EXERCISE INSTRUCTIONS:
• 1. In the data modeling article, what does the author say he will establish before reviewing theory and history?
• 2. Carry on writing the data modeling article from its final sentence.

Written by Graeme Simsion – Simsion & Associates / University of Melbourne[1]
By subtitling this article clearing the confusion, I have probably provoked two reactions: (1) “More likely adding to the confusion” says the cynic, not unreasonably. Why do we need another set of definitions for the stages of data modeling when we have so many to choose from already? What makes Simsion think that his version will be any more likely to win general acceptance than anyone else’s? (2) “What confusion?” is the second response. “I thought this was settled years ago” said a correspondent in an email I received shortly after joining an online discussion on the subject[2].
I’ll start with the second question, and establish that there is an issue that needs tackling, not just as a terminological nicety, but because the confusion has a real and damaging effect on practice. Then, I’ll review some of the background – theory and history. One of the frustrations of the data modeling field is the regularity with which the same problems re-surface, and our propensity to tackle them from first principles (or no principles) rather than building on an understanding of established work.
We can then review the purpose of dividing data modeling into stages, and formulate some goals and principles. With those in mind, I suggest some stage boundaries, recognizing that this proposition is unlikely to change the world. But, returning to (a) above, I believe you can change your world for the better, and offer some suggestions as to how to go about it.

Annotated coordinate rows:

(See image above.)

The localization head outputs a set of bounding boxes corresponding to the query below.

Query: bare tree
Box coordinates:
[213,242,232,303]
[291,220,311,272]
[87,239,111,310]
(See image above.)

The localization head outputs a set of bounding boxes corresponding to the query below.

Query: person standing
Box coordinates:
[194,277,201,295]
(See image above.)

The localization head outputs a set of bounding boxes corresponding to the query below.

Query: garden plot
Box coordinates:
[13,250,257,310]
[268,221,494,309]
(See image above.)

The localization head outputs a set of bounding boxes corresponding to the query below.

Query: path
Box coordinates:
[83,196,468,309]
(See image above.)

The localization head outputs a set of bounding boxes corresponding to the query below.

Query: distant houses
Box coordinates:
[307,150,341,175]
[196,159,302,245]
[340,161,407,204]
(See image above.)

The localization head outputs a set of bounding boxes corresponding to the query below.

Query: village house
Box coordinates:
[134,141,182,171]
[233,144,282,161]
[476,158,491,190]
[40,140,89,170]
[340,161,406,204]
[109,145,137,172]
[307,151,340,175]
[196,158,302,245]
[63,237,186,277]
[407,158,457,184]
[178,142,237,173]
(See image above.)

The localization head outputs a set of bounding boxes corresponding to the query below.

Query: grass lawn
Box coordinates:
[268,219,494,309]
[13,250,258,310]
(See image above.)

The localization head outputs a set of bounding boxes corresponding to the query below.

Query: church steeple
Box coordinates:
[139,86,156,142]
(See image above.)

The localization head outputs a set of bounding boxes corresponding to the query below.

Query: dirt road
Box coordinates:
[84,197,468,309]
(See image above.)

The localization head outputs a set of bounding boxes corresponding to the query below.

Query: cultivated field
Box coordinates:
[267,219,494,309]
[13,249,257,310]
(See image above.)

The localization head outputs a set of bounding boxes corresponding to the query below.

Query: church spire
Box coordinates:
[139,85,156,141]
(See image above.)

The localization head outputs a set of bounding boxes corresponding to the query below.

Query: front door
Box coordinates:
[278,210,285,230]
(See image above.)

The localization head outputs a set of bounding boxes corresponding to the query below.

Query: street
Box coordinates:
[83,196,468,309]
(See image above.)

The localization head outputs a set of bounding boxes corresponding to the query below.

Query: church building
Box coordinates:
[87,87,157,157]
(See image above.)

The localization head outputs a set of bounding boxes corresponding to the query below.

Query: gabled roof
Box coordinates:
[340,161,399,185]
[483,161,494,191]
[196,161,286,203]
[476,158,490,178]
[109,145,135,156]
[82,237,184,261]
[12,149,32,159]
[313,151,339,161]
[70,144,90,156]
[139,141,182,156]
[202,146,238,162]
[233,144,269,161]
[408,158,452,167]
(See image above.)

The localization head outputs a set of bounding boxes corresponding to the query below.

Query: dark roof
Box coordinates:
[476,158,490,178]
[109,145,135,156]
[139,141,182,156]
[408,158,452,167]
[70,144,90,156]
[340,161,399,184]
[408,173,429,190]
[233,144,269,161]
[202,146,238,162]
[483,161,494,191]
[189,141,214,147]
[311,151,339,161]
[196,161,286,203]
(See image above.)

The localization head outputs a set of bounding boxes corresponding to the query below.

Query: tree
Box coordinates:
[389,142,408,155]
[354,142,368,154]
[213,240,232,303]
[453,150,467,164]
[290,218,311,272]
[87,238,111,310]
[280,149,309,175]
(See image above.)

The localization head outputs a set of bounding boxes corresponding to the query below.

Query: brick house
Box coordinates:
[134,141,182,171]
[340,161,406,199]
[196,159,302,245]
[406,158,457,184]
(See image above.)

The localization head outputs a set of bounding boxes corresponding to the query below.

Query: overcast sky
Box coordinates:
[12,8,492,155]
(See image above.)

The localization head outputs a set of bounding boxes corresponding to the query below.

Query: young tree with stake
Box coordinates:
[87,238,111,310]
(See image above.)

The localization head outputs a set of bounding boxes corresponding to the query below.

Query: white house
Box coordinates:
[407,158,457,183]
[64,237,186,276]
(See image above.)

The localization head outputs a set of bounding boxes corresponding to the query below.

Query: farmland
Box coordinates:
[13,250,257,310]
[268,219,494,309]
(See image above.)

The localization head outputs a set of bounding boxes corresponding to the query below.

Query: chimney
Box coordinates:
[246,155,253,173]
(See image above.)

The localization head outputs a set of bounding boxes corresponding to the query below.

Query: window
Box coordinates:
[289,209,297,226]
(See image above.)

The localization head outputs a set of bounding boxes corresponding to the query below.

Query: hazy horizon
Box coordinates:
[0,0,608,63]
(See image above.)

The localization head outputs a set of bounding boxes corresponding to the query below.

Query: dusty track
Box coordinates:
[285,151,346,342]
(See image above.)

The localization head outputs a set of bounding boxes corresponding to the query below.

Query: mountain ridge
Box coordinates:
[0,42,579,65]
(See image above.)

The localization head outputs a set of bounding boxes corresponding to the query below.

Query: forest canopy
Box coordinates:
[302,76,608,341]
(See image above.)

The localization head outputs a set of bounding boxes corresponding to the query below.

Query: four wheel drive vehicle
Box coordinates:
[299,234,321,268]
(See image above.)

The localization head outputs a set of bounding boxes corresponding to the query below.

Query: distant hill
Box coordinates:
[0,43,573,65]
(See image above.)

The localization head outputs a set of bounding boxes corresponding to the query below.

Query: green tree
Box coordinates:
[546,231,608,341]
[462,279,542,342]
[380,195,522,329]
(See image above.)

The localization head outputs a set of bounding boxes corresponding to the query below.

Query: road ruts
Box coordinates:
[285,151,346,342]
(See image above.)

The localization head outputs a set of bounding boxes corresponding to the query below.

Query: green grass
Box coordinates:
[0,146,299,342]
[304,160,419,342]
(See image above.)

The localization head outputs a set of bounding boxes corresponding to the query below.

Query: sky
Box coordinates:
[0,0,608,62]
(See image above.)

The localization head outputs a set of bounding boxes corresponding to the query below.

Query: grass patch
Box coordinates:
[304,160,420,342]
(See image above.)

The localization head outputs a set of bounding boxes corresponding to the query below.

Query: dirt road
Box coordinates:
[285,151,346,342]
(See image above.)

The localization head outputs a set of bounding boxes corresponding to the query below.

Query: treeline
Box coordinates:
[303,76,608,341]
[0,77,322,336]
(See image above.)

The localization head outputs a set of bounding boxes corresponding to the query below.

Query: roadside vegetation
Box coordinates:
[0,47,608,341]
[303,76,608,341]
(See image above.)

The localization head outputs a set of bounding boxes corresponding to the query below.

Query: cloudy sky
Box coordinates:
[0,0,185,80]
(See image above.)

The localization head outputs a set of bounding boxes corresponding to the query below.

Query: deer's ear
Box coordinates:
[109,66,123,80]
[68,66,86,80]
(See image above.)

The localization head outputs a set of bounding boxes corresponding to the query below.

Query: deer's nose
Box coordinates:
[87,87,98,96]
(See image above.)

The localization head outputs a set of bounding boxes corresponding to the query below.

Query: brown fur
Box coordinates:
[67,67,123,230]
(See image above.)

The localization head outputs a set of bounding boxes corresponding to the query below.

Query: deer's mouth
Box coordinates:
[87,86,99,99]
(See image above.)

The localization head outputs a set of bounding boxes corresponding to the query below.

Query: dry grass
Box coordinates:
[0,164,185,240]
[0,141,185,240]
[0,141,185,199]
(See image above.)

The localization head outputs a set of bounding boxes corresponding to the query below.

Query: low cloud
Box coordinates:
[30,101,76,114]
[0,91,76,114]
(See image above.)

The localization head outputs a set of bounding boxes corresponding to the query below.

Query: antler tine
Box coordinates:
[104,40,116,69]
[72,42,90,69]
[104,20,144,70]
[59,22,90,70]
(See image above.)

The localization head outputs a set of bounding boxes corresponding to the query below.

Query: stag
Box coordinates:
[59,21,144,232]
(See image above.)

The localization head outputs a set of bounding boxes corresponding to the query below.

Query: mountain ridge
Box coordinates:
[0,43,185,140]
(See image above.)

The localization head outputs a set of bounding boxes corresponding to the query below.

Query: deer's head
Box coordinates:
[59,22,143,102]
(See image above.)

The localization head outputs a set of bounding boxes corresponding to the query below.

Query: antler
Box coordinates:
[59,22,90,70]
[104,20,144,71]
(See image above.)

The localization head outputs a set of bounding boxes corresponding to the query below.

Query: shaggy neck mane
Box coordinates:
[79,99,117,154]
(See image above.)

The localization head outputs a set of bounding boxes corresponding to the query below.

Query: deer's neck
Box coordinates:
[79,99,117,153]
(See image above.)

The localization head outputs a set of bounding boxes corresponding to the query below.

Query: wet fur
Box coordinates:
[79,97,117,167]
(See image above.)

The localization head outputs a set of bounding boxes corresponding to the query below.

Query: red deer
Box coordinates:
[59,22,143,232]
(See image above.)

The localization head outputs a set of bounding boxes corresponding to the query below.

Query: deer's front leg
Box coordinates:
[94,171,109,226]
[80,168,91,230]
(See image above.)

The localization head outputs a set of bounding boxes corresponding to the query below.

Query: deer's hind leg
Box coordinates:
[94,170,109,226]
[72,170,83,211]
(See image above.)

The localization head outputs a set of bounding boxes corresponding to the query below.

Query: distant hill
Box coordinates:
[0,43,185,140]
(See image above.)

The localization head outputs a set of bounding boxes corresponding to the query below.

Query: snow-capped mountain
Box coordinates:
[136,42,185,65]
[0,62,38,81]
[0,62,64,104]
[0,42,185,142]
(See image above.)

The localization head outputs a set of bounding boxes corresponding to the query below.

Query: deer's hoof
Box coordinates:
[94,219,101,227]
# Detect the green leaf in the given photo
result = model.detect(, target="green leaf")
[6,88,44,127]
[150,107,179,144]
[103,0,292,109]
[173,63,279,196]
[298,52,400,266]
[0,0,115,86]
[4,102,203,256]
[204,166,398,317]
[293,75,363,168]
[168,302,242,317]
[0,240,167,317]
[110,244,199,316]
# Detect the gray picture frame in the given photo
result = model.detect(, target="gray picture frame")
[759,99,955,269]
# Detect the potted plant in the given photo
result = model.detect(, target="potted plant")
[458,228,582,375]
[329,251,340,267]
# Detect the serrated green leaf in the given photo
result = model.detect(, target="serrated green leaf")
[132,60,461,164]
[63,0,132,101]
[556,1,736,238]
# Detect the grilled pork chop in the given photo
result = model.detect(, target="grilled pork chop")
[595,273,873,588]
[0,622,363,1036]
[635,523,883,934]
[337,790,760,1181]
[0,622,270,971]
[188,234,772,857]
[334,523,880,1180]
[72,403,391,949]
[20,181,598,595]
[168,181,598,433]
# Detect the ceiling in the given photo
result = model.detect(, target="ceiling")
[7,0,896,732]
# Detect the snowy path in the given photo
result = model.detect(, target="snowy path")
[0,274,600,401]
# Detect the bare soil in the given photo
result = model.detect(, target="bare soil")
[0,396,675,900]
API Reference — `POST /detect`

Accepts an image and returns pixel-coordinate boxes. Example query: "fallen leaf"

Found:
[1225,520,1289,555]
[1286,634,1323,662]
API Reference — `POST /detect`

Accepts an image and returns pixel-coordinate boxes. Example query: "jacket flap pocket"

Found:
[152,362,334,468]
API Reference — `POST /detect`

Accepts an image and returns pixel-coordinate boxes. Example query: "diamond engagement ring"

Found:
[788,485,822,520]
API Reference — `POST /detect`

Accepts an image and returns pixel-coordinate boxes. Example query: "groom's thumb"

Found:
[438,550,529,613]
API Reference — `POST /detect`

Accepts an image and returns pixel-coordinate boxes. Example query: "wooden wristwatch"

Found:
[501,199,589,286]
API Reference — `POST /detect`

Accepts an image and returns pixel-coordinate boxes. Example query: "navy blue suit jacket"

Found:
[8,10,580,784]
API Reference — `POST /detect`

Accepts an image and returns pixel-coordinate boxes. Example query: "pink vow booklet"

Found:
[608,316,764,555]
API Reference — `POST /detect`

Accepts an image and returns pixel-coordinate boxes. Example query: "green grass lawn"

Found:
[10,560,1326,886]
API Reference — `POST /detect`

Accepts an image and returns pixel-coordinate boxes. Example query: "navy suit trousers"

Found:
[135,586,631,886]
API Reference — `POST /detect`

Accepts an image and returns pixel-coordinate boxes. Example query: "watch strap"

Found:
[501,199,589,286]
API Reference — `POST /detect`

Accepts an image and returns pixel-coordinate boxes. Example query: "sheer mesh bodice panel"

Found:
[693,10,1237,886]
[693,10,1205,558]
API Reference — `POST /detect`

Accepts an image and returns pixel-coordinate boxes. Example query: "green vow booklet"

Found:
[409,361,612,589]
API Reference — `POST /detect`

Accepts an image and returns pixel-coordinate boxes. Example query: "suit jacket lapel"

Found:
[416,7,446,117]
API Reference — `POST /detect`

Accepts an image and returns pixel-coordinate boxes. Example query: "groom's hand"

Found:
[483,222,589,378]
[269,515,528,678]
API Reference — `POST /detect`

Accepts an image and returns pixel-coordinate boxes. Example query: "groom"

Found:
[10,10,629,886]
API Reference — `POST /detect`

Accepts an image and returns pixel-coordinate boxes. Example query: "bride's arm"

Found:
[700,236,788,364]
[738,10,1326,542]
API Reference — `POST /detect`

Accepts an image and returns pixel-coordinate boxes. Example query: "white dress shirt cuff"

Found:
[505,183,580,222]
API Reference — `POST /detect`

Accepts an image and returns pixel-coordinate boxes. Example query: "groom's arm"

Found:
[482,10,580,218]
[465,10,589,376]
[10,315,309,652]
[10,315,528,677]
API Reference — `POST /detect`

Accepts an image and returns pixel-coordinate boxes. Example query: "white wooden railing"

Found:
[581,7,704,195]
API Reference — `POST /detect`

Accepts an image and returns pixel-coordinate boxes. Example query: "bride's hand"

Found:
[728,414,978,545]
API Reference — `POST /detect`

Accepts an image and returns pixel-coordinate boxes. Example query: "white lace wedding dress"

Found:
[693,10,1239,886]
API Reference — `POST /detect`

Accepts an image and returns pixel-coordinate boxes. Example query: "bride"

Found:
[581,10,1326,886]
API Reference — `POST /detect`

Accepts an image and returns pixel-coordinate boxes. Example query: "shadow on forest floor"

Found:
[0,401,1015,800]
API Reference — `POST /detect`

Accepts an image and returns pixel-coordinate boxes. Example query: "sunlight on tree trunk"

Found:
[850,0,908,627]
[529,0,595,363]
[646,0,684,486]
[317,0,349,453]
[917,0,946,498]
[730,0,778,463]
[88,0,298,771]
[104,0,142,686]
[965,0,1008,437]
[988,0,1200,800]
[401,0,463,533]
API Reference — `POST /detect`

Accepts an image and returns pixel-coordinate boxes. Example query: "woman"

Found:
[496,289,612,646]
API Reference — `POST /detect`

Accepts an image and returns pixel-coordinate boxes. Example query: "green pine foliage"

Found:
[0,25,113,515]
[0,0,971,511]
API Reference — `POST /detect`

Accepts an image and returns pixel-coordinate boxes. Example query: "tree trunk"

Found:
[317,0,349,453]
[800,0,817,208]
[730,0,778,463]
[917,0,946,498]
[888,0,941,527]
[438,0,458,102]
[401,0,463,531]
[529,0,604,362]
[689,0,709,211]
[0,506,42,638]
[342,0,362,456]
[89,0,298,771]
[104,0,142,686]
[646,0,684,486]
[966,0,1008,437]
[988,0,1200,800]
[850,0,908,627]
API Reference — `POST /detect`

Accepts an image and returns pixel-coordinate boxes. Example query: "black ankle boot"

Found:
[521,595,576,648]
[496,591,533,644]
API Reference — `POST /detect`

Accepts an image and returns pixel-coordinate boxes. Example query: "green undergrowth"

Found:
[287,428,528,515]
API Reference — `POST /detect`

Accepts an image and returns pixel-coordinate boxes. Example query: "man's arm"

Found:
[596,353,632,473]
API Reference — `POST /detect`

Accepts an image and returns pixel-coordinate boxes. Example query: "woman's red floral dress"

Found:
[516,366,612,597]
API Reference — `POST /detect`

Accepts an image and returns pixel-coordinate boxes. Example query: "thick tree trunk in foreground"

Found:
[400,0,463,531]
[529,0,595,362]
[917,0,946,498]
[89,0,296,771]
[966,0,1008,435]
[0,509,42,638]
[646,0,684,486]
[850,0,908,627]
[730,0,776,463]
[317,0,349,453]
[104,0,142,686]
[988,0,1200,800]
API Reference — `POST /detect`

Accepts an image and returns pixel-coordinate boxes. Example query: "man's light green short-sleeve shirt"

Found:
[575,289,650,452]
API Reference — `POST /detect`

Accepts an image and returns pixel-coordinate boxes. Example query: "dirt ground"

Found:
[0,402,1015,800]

TASK ANSWERS:
• 1. He will establish that there is an issue that needs tackling, because the confusion has a real and damaging effect on practice.

• 2.
Is there a problem?
As part of my research [3] with the University of Melbourne, I asked 55 attendees of advanced data modeling seminars in the US (25 attendees) and UK (30 attendees) to list the stages in database design, including data modeling. After consolidating synonyms and generally tidying up, there were still seven variants on a broad theme of Business Requirements – Conceptual Data Modeling – Logical Data Modeling – Physical Data Modeling theme, plus a few “outliers” (Table 1). (More detailed results, including activity names are at www.simsion.com/research4.htm.)
On the surface, these variations might appear reasonably easy to resolve, but when we dig a little deeper we find that one person’s logical data modeling (for example) is not the same as another’s. When asked to allocate 26 activities (e.g. identifying attributes, specifying primary keys, specifying column names, specifying the datatype for each column, de-normalization for performance, specifying how subtype hierarchies will be implemented) to the relevant stage, respondents provided an interesting variety of answers. Stop for a moment. In which stage(s) do you think each of these six activities takes place? Who is responsible? Are you confident that your colleagues would agree?
Figure 1 illustrates the variation in responses by showing the 26 activities (in an “average sequence[4]” along the horizontal axis) and which of the five most commonly named stages they were allocated to.
I have since used this little test on many occasions, and even amongst people in the same job role within the same organization, it frequently shows up real disagreements or misunderstandings. Does it matter? If it didn’t, there would hardly be any point in having named stages in the first place. There are some fairly obvious problems with disagreeing on stages and what should fall within them: in particular, managing expectations about project deliverables (“I thought the conceptual model would have all the attributes defined”) and responsibilities (“I’m responsible for normalization – so how can you denormalize without asking me?”). These are problems within organizations. In the broader community, discourse is impeded because people are not using the same language. As data modelers, we should be familiar with this kind of problem.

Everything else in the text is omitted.